• [Task to complete]: Each record is to be printed exactly as given, down to the last mark.

• [Material for this task]:
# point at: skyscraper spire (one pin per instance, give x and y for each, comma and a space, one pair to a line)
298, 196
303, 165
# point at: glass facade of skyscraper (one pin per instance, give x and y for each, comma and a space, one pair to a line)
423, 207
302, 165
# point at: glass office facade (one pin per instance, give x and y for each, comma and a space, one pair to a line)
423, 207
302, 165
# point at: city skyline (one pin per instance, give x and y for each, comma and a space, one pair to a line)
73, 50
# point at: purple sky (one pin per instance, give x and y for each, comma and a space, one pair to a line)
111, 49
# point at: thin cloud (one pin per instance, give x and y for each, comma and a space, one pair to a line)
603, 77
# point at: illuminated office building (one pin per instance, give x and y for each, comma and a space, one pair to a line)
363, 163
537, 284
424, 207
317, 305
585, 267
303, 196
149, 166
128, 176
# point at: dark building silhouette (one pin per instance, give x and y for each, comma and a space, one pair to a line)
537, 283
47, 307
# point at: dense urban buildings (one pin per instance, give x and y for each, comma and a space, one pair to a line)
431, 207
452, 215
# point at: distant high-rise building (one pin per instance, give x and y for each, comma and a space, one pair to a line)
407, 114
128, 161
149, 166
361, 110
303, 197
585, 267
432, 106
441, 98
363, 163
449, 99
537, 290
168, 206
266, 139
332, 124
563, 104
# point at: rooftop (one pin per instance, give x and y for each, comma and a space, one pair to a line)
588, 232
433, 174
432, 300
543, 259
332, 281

• [Answer area]:
# point at: skyscraper spire (one pin per instance, give x and y for each, comma and a space, one pair to a line)
298, 196
303, 165
# point at: glass facade of skyscraper (one pin per instance, give x and y for each, comma and a space, one pair to a line)
423, 207
302, 165
# point at: glass office facade (one pin per instance, give x and y for each, comma and a space, one pair to a line)
423, 207
302, 165
# point at: city skyline (one pin per instance, give x and y for each, comma and a space, one pair to a line)
73, 50
# point at: purple sky (one pin per instance, give x and y for each, comma and a space, one pair to a line)
111, 49
# point at: thin cloud (one pin per instance, give x and y for each, comma and a space, one pair to a line)
603, 77
# point at: illuminated office building (one pin per instance, give x and y for each, comma and a space, one pair to a line)
363, 163
537, 284
424, 207
317, 305
585, 267
303, 196
149, 166
128, 176
# point at: dark building silhouette (one pin per instance, give x and y for each, comma and a space, one pair to a line)
537, 283
47, 307
# point at: dense urban buildings (one pin per instance, give x and y for each, comma and a space, one pair to a line)
431, 207
452, 215
# point at: distant high-rise building (one pin per instance, give x and y for each, comma and a space, one pair to a line)
407, 114
128, 161
149, 166
361, 110
303, 197
585, 267
432, 106
441, 98
363, 163
449, 99
537, 290
168, 206
266, 139
332, 124
563, 104
# point at: rooftop (one pin per instance, give x and y for each, comma and a space, one pair to a line)
588, 232
433, 174
432, 300
543, 259
332, 281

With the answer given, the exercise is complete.